## YOUR INSTRUCTIONS
Copy the lines from the start of the records through the line containing "point(292, 395)", substituting "ceiling spotlight" for every "recessed ceiling light" and leaving everything else unchanged. Omit the pictures from your answer.

## INFORMATION PROVIDED
= = = = =
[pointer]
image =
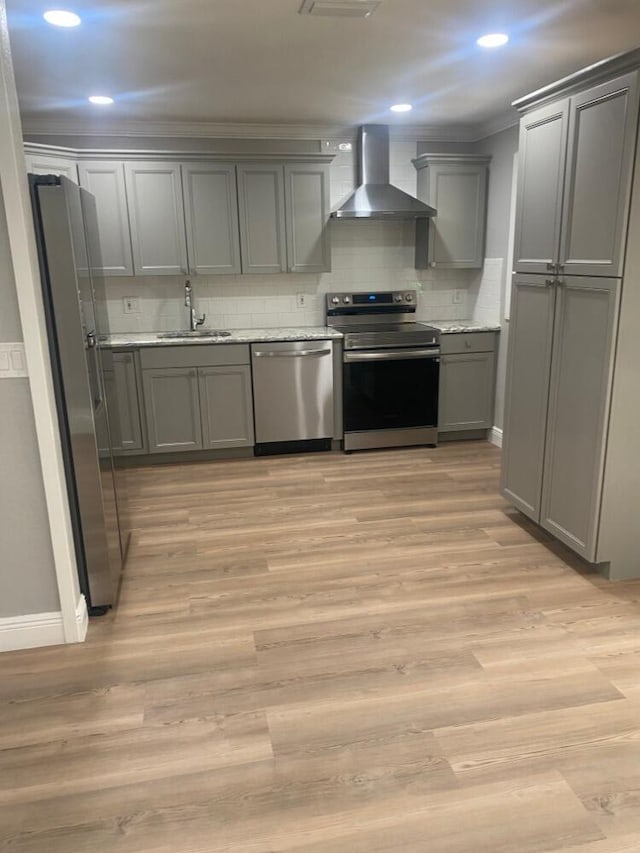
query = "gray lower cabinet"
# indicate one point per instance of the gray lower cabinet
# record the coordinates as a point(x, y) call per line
point(211, 215)
point(226, 406)
point(172, 407)
point(105, 180)
point(456, 185)
point(527, 391)
point(156, 214)
point(197, 397)
point(580, 390)
point(559, 376)
point(124, 403)
point(467, 381)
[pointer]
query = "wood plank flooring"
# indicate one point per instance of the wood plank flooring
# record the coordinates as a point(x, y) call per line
point(324, 653)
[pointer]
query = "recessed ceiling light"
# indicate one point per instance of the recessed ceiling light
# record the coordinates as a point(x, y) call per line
point(101, 100)
point(62, 18)
point(493, 40)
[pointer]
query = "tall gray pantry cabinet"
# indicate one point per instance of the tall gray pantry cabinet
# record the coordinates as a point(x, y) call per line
point(572, 413)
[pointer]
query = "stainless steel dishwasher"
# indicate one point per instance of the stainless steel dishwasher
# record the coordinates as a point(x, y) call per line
point(292, 395)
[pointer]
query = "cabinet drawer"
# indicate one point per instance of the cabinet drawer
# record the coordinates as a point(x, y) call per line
point(467, 342)
point(194, 356)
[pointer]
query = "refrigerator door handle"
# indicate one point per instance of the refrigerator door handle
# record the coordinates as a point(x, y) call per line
point(94, 370)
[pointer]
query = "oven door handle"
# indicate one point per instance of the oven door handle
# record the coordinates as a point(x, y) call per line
point(392, 355)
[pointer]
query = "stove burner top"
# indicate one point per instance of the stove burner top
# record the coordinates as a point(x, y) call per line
point(400, 328)
point(379, 320)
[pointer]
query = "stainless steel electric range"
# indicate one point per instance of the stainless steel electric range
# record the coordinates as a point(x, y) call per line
point(391, 368)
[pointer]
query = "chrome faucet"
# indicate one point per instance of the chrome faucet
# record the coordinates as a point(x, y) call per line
point(194, 320)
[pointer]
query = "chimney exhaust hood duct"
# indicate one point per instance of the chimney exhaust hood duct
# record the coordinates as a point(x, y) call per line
point(375, 197)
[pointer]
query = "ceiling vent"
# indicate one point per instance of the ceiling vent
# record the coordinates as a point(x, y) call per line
point(340, 8)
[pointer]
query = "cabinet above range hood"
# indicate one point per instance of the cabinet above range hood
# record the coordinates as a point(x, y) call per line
point(375, 197)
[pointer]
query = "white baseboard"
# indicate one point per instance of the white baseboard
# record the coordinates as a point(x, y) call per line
point(82, 619)
point(40, 629)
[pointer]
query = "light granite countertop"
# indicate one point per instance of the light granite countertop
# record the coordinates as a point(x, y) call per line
point(237, 336)
point(452, 327)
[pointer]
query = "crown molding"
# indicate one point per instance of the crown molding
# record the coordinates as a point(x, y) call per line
point(508, 119)
point(33, 126)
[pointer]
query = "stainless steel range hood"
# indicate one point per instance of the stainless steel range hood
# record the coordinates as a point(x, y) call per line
point(375, 197)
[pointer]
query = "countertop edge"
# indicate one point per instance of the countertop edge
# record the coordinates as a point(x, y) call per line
point(130, 340)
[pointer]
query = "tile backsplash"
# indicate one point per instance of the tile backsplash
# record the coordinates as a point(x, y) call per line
point(366, 255)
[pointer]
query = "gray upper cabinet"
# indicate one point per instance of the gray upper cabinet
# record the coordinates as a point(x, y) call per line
point(226, 406)
point(601, 146)
point(456, 185)
point(211, 212)
point(527, 391)
point(581, 377)
point(307, 217)
point(541, 165)
point(262, 221)
point(51, 164)
point(172, 407)
point(156, 214)
point(574, 181)
point(105, 180)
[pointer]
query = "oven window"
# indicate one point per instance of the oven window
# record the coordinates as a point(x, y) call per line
point(390, 394)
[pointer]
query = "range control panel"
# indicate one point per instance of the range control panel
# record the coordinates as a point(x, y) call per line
point(370, 301)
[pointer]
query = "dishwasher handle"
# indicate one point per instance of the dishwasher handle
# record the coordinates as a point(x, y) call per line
point(290, 353)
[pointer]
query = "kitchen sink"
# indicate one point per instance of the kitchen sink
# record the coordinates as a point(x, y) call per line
point(198, 333)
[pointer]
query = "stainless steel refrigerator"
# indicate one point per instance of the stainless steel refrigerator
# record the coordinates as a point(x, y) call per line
point(75, 309)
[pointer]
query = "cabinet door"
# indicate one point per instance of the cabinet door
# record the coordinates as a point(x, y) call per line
point(211, 212)
point(459, 193)
point(262, 226)
point(46, 164)
point(602, 135)
point(542, 157)
point(466, 391)
point(582, 367)
point(156, 214)
point(307, 218)
point(124, 405)
point(105, 180)
point(527, 391)
point(172, 409)
point(226, 406)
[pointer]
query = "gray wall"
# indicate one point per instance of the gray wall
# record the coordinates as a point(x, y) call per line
point(27, 575)
point(501, 146)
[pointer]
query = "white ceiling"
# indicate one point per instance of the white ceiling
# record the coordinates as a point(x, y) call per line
= = = = =
## TASK RESULT
[pointer]
image =
query = "gray lower cabinet"
# indicate one point per instance of the gray lower cabinet
# record the coordinates as a point(x, y) call per line
point(211, 215)
point(226, 406)
point(172, 407)
point(105, 180)
point(456, 185)
point(527, 391)
point(156, 214)
point(197, 397)
point(580, 390)
point(559, 376)
point(124, 403)
point(467, 381)
[pointer]
query = "wood plank flooring"
# indicate one point per instance of the wood plank flooring
# record the coordinates as a point(x, y) call per line
point(324, 653)
[pointer]
query = "ceiling spotlight"
# indicate one point per instance of the ceiling spotlight
# record the coordinates as a point(x, y) call per line
point(101, 100)
point(62, 18)
point(493, 40)
[pointer]
query = "tall gray pantry cabinet"
# indicate one point per instance of the tall gray pantry cabinet
# record the coordinates as a point(x, y) call per line
point(572, 413)
[pointer]
query = "stainless steel dishwasher"
# indicate one point per instance of the stainless steel dishwasher
# record the coordinates as a point(x, y) call per line
point(292, 395)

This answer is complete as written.